### Tasks for this exercise
1. Rewrite the paragraph of the page on feeding cats fish that begins "Another consideration when feeding fish to cats" as a short bulleted list that keeps its main facts.
2. From the page on feeding cats fish, return the passage starting with "Feeding a cat" and going on through "snack or treat.", copied word for word.

### Page excerpt

Feeding a cat is like feeding a baby. As a cat parent, it is your responsibility to ensure your cat’s nutritional needs are adequately met. Making the right dietary choices starts by acknowledging the fact that cats are obligate carnivores. This means cats thrive on meat – everything else is just a snack or treat.
Cats love fish. Whenever we think about cat food, the first thing that comes to mind is fish. However, fish are not part of the cat’s natural diet. In general, cats can safely eat different types of fish, fish sticks, and seafood but only as occasional treats. Cats can have a few bite-sized chunks of cooked and plain fish, fish sticks, or seafood.
Another consideration when feeding fish to cats is the preparation method. Raw varieties pose two principal risks (foodborne diseases and harmful enzymes); frying adds too many fats and adding spices wreaks havoc on the cat’s sensitive digestive system. Therefore, the safest option for cats is serving plain and cooked fish.
Fish sticks or more popularly known as fish fingers, are a highly processed fish product made of whitefish (haddock, cod, hake, pollock) that is additionally breaded or battered. Fish sticks are easily and readily available in most supermarkets’ frozen sections. After purchase, they need to be cooked as eating raw fish is unhealthy and dangerous. The cooking methods vary based on preferences and include oven baking, grilling, shallow frying, and deep-frying.

### Input data
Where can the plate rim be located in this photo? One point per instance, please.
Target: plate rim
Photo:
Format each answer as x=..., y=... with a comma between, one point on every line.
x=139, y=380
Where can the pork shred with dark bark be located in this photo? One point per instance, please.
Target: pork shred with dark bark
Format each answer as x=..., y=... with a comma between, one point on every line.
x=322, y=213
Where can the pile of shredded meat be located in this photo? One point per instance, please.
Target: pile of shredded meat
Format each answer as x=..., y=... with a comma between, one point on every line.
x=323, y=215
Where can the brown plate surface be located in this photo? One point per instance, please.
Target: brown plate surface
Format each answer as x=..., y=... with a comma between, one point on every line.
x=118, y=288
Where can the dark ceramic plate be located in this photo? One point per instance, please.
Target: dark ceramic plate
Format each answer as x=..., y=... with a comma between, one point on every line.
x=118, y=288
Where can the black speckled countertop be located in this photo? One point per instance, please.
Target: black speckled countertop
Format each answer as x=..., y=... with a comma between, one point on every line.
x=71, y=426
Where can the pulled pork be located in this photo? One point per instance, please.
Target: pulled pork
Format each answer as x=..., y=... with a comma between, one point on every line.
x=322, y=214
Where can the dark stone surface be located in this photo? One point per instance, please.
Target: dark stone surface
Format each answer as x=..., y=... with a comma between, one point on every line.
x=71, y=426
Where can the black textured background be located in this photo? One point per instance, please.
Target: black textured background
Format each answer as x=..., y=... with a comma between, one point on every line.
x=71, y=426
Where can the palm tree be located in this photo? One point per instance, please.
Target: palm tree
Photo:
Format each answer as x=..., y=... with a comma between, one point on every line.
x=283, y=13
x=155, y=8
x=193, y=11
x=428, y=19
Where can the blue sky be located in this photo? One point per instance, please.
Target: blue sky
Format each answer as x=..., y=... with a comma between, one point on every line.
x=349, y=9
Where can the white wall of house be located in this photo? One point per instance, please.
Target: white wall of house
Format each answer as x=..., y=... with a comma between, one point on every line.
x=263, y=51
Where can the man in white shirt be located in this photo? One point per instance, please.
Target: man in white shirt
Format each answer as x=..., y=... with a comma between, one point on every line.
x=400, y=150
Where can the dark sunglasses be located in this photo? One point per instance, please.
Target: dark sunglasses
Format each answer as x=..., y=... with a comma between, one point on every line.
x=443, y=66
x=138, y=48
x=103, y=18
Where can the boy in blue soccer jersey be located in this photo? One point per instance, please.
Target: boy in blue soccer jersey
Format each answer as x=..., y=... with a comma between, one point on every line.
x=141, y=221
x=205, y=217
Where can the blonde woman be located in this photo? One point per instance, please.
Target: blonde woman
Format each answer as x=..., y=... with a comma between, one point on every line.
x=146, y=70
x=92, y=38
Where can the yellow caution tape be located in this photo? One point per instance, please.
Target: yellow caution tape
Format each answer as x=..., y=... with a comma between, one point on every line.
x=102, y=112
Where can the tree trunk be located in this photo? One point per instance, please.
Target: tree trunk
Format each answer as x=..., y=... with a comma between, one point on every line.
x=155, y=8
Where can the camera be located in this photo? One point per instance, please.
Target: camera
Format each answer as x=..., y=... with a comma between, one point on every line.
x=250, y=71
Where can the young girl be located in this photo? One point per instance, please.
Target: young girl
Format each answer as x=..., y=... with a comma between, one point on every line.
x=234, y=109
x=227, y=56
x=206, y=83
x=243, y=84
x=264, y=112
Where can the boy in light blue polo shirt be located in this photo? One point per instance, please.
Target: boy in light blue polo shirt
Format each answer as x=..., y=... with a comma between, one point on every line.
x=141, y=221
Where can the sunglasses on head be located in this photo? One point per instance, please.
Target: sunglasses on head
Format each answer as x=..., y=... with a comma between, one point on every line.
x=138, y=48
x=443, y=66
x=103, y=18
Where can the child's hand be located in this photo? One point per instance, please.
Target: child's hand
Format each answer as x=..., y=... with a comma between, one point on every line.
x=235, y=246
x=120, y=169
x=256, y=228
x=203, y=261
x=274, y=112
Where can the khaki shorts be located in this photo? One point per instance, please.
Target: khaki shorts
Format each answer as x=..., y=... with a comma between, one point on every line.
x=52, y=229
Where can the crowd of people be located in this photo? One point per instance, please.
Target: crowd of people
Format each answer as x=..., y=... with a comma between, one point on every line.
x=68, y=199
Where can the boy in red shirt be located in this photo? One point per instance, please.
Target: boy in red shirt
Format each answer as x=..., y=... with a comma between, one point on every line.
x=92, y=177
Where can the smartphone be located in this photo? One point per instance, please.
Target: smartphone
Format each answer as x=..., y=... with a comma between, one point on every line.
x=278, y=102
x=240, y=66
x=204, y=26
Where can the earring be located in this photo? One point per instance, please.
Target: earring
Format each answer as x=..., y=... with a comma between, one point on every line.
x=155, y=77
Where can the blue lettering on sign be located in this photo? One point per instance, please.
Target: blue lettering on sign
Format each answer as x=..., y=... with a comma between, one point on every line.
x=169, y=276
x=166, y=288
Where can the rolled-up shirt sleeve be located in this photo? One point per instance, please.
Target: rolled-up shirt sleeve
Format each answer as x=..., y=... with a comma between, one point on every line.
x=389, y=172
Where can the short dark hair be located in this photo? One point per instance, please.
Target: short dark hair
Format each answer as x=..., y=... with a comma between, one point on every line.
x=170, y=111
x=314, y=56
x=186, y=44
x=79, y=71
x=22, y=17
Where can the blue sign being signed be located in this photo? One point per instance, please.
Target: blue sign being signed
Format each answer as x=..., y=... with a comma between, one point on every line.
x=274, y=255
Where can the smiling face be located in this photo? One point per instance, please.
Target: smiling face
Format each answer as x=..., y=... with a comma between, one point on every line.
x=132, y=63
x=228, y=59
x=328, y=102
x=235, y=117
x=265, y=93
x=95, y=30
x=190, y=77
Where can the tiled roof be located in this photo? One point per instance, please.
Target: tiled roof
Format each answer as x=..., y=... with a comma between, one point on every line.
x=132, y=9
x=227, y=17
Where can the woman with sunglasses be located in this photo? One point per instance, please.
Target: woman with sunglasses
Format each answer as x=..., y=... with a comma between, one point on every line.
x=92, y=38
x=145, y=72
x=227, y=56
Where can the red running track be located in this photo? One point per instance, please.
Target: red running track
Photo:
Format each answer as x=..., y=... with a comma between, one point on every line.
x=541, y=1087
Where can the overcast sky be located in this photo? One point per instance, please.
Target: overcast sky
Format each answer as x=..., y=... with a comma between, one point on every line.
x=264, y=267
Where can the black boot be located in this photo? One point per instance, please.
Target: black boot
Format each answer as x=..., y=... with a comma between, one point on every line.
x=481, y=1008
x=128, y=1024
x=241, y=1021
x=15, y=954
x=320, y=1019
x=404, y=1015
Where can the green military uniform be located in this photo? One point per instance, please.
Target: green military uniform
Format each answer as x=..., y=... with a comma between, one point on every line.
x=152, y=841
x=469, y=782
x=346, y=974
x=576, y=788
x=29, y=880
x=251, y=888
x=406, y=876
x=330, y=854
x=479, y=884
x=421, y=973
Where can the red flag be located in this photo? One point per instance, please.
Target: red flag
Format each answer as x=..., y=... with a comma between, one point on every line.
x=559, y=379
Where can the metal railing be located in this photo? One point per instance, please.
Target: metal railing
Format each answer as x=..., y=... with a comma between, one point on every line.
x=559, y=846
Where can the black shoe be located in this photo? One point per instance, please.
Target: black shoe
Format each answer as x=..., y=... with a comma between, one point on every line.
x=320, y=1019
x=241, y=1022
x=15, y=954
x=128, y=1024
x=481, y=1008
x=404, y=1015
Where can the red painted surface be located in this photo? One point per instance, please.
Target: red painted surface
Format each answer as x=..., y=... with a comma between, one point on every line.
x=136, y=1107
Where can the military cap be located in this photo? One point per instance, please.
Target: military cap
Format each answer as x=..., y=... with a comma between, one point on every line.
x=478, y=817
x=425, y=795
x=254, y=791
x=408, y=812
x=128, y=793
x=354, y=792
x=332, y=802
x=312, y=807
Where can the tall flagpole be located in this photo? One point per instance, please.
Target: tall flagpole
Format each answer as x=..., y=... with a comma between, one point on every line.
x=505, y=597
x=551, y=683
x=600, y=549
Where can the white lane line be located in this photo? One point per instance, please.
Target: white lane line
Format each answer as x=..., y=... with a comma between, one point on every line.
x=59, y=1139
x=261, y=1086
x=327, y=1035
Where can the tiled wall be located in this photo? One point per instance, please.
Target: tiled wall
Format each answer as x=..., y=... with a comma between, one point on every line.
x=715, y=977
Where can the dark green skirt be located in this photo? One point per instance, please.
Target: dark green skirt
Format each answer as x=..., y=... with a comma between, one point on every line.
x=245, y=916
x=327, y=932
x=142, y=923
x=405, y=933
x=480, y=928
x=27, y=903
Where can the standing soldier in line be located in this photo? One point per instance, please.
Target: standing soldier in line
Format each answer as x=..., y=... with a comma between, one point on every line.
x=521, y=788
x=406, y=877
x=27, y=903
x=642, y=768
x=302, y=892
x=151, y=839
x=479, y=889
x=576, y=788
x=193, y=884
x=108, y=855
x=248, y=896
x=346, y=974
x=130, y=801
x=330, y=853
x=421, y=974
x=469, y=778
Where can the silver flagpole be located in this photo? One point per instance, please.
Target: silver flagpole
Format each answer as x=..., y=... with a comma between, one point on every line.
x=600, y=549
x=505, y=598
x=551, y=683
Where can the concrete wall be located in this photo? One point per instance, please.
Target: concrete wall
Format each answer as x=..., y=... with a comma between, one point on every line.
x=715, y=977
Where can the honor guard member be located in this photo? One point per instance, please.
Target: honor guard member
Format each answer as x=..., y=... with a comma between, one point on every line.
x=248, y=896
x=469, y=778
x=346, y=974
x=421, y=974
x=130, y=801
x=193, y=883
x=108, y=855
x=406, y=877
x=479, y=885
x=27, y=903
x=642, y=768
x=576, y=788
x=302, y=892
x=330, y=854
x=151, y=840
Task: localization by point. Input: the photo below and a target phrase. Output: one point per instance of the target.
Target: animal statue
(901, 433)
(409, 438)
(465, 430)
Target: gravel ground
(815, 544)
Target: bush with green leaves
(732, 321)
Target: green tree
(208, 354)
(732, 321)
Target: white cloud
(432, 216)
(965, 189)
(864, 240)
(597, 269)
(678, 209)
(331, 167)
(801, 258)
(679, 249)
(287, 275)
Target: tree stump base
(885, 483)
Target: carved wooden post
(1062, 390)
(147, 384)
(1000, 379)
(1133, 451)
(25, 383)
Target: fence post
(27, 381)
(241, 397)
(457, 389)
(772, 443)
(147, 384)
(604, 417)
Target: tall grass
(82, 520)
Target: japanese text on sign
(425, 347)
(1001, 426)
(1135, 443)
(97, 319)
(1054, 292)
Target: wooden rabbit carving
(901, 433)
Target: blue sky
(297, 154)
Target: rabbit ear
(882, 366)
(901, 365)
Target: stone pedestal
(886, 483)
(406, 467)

### Task-by-task solutions
1.
- How fish is prepared matters when feeding it to cats.
- Raw fish carries two main risks: foodborne diseases and harmful enzymes.
- Frying adds too much fat.
- Spices upset a cat's sensitive digestive system.
- The safest choice is plain, cooked fish.

2.
Feeding a cat is like feeding a baby. As a cat parent, it is your responsibility to ensure your cat’s nutritional needs are adequately met. Making the right dietary choices starts by acknowledging the fact that cats are obligate carnivores. This means cats thrive on meat – everything else is just a snack or treat.